START Reading passage

Role of FXR1P/G-quadruplex mRNA complex in the destabilization of p21 mRNA
Adequate regulation of the balance between proliferation and cell cycle arrest of myoblasts is a crucial step during myogenesis. The decision to progress through a new division cycle appears primarily regulated before the G1 to S phase transition, with p21 upregulation playing an important role in this process by blocking the formation of proliferation-inducing Cyclin A/Cdk2-E2F complexes [37]. In this context, p21 gene undergoes extensive regulation, both at the transcriptional and posttranscriptional level. Our data do not support a transcriptional mechanism for the maintenance of elevated p21 mRNA levels in Fxr1-depleted muscle cells. Indeed, in myoblasts, p21 is under the sole transcriptional control of the myogenic transcription factor MyoD that activates its promoter [38]. Our microarray and quantitative RT-PCR analyses reveal that MyoD levels remain normal in Fxr1-deficient myoblasts (Figure 1E). Finally, in luciferase assays, Ren mRNA levels are increased when p21 mRNA G-quadruplex region is fused to its 3′UTR, even though this mRNA does not contain the endogenous promoter of p21/Cdkn1a gene (Figure 7B, Figure 8D). These evidences privilege an FXR1P-mediated posttranscriptional mechanism of regulation of p21 mRNA levels involving the binding of FXR1P.

END Reading passage
START Dataset excerpts

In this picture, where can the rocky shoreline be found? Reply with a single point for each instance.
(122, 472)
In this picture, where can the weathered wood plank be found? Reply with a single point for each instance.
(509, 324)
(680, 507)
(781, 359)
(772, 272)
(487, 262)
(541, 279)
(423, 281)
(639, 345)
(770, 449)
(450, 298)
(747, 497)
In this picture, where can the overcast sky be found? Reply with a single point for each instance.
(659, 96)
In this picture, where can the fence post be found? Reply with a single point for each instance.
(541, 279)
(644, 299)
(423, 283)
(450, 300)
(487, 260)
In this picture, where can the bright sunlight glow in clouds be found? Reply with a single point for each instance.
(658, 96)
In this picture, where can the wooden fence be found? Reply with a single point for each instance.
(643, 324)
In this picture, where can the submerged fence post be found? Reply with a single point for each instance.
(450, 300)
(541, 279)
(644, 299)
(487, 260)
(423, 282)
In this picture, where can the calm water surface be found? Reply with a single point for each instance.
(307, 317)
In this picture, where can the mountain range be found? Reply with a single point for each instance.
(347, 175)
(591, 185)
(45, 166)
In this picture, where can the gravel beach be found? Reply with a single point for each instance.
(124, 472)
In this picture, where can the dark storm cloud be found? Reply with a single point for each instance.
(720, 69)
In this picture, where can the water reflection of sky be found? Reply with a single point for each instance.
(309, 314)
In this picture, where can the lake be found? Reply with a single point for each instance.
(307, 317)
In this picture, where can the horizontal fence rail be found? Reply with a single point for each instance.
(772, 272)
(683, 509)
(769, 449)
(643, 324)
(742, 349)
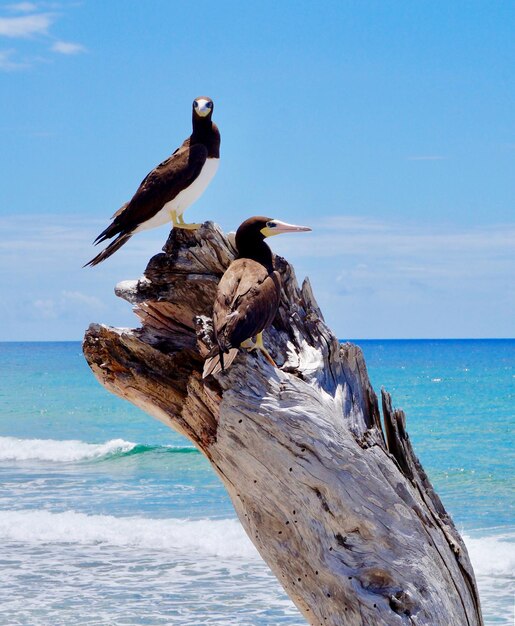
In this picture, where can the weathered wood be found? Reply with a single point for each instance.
(344, 516)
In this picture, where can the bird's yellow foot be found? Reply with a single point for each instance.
(187, 226)
(259, 345)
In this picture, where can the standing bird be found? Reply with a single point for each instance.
(171, 187)
(248, 294)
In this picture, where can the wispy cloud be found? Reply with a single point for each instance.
(67, 47)
(26, 25)
(371, 277)
(22, 7)
(32, 28)
(8, 62)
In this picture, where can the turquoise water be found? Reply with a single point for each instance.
(109, 517)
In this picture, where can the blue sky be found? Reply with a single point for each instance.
(389, 127)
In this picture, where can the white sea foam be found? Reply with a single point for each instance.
(13, 449)
(493, 555)
(223, 538)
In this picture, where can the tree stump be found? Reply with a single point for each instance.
(342, 512)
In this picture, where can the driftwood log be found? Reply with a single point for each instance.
(341, 511)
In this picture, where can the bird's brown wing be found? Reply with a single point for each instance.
(246, 302)
(160, 186)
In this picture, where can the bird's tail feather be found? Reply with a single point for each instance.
(111, 249)
(219, 362)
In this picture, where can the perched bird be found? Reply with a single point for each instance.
(171, 187)
(248, 294)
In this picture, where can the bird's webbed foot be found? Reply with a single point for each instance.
(178, 222)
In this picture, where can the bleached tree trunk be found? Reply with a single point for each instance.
(343, 513)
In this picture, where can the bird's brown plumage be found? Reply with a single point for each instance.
(162, 184)
(246, 302)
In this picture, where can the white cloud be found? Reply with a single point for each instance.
(22, 7)
(8, 62)
(34, 28)
(26, 25)
(372, 278)
(67, 47)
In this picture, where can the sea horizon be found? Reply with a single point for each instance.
(108, 516)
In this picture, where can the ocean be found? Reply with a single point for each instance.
(107, 517)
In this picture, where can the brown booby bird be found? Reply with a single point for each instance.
(248, 294)
(171, 187)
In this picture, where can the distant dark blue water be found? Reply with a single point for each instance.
(109, 517)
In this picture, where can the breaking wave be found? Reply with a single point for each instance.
(67, 451)
(222, 538)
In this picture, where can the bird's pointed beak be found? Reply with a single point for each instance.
(276, 227)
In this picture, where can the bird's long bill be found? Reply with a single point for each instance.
(276, 227)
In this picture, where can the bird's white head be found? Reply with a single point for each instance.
(202, 106)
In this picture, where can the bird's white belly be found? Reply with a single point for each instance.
(183, 199)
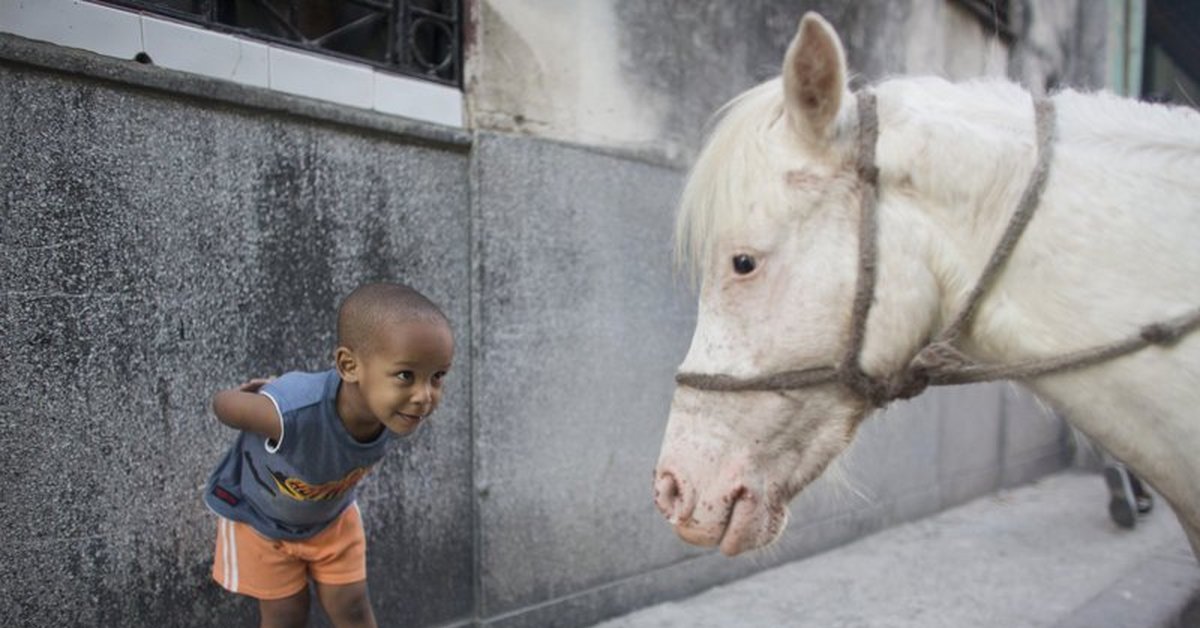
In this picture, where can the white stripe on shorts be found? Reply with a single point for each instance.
(229, 555)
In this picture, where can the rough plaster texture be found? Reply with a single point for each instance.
(156, 249)
(647, 76)
(581, 324)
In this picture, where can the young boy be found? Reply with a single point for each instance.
(285, 491)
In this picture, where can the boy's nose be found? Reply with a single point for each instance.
(424, 393)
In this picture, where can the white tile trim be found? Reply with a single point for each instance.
(187, 48)
(179, 46)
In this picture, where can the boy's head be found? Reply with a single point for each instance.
(394, 348)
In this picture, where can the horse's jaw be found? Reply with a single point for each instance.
(732, 462)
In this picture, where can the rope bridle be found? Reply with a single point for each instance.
(939, 363)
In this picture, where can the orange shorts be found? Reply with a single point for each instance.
(250, 563)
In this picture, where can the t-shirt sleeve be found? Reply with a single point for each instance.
(283, 394)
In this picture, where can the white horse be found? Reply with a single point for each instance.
(823, 287)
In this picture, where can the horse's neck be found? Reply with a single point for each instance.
(1111, 247)
(1111, 237)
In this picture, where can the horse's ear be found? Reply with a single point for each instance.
(814, 78)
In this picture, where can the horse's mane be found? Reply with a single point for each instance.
(934, 117)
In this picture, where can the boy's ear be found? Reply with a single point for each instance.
(347, 364)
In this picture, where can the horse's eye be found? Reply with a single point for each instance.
(744, 264)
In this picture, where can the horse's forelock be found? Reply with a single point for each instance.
(727, 175)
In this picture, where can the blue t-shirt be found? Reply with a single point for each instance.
(292, 489)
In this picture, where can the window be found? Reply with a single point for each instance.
(415, 37)
(995, 15)
(1171, 70)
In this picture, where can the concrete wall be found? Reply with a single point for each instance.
(165, 235)
(646, 77)
(157, 247)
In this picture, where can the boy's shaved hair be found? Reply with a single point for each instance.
(372, 304)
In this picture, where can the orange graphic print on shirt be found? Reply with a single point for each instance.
(301, 490)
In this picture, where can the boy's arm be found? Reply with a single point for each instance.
(244, 408)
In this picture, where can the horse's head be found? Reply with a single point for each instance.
(769, 219)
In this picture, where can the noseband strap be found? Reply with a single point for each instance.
(939, 363)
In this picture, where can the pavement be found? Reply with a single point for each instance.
(1044, 555)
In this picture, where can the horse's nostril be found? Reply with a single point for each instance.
(670, 498)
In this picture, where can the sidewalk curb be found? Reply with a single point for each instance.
(1162, 592)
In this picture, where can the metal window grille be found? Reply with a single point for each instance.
(415, 37)
(995, 15)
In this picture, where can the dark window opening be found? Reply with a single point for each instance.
(415, 37)
(1171, 53)
(995, 15)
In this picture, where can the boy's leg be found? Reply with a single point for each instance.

END Dataset excerpts

▸ Parts of the exercise
- A) According to the p21 mRNA passage, which transcription factor solely controls p21 transcription in myoblasts?
- B) Decide whether each statement agrees with the p21 mRNA passage, answering yes or no and quoting the words that settle it:
(i) MyoD levels drop in Fxr1-deficient myoblasts.
(ii) p21 upregulation blocks the formation of Cyclin A/Cdk2-E2F complexes.
(iii) The Ren mRNA in the luciferase assays carries the endogenous promoter of the p21/Cdkn1a gene.
- C) Carry the p21 mRNA passage on from its final sentence.

▸ Expected results
- A) MyoD, the myogenic transcription factor that activates the p21 promoter.

- B)
(i) No: "MyoD levels remain normal in Fxr1-deficient myoblasts"
(ii) Yes: "p21 upregulation playing an important role in this process by blocking the formation of proliferation-inducing Cyclin A/Cdk2-E2F complexes"
(iii) No: "even though this mRNA does not contain the endogenous promoter of p21/Cdkn1a gene"

- C)
In myoblasts, FXR1P long isoforms Isoe and Isof are most likely not playing a role in translational regulation, since they are detected in the nucleus and faintly in the cytoplasm but do not associate to polyribosomes [7], [8], [17], [39]. On the other hand, we cannot exclude a mechanism involving translational inhibition via binding of small or medium isoforms of FXR1P to p21 mRNA to another motif, which may be located in the central part of p21 mRNA 3′UTR (β fragment) that activates translation in the absence of FXR1P (Figure 7A, 7B). This would be consistent with the previously described role of FXR1P small isoform Isoa in translational control [20]. However, our data strongly support the fact that the FXR1P-dependant translational control of p21 mRNA is mainly regulated by FXR1P long isoforms, notably Isoe, via binding to a 3′UTR-located G-quadruplex motif (Figure 8).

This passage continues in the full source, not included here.